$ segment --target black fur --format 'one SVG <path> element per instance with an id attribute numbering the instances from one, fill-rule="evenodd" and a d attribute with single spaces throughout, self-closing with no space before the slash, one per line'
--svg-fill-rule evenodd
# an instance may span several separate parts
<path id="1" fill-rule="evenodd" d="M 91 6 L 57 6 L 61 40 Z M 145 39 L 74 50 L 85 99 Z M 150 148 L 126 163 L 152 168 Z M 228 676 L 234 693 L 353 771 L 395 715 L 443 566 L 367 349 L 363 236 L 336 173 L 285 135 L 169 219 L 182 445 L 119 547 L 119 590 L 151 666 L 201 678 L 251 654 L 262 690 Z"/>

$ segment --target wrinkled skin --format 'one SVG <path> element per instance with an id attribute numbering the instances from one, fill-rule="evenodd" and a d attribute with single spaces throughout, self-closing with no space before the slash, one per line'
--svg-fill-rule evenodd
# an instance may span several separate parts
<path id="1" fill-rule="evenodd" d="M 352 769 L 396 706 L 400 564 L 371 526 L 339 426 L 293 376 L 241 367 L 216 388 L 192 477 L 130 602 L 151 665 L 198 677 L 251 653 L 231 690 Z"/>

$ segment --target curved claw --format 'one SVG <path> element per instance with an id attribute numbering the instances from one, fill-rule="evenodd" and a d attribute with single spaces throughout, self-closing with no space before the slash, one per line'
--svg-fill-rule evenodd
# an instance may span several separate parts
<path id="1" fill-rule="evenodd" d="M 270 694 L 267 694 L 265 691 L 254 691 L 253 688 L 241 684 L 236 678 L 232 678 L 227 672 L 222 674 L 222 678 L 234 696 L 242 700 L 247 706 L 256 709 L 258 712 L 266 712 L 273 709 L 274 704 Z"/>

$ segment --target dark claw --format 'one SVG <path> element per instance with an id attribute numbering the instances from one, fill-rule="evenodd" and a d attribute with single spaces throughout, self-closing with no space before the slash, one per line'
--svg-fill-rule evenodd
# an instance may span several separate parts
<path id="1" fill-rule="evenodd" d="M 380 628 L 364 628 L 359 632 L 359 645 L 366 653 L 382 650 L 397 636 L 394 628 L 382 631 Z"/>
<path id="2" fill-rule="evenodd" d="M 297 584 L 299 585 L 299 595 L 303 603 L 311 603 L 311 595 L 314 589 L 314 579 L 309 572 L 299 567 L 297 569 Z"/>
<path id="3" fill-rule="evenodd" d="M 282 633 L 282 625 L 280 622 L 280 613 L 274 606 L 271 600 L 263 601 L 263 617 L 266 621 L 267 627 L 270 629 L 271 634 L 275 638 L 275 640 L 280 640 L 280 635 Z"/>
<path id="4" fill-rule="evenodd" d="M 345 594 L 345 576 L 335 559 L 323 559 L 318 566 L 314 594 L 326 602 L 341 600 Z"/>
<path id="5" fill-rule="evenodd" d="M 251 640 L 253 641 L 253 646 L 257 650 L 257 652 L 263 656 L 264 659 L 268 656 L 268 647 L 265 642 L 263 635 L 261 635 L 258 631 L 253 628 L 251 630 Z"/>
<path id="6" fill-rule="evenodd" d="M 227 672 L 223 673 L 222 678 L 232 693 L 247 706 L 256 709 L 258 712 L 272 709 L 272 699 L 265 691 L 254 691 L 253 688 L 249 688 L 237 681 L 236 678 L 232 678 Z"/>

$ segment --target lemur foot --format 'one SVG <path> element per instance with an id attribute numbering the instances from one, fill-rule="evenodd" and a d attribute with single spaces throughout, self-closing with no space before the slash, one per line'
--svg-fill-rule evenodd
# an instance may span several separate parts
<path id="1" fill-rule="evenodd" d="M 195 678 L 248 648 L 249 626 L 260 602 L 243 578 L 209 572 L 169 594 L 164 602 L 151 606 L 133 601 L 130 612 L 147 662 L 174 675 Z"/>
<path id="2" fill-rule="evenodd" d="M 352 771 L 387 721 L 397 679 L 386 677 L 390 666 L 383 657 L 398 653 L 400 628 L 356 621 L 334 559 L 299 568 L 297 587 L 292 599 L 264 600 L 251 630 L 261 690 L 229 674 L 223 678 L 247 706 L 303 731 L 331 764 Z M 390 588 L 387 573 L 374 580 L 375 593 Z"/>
****
§ WORK TO DO
Reproduce the lines of the records verbatim, from the line containing "segment --target dark" through the line containing "380 628 L 364", with both of those lines included.

§ WRITTEN REPLY
$ segment --target dark claw --format 'one SVG <path> element per instance with an id attribute numbering the instances from one, fill-rule="evenodd" and a d attribute with single spaces throughout, self-closing with no space before the slash, one per line'
--svg-fill-rule evenodd
# an instance may span several separate parts
<path id="1" fill-rule="evenodd" d="M 380 628 L 364 628 L 359 632 L 359 645 L 366 653 L 382 650 L 397 636 L 394 628 L 382 631 Z"/>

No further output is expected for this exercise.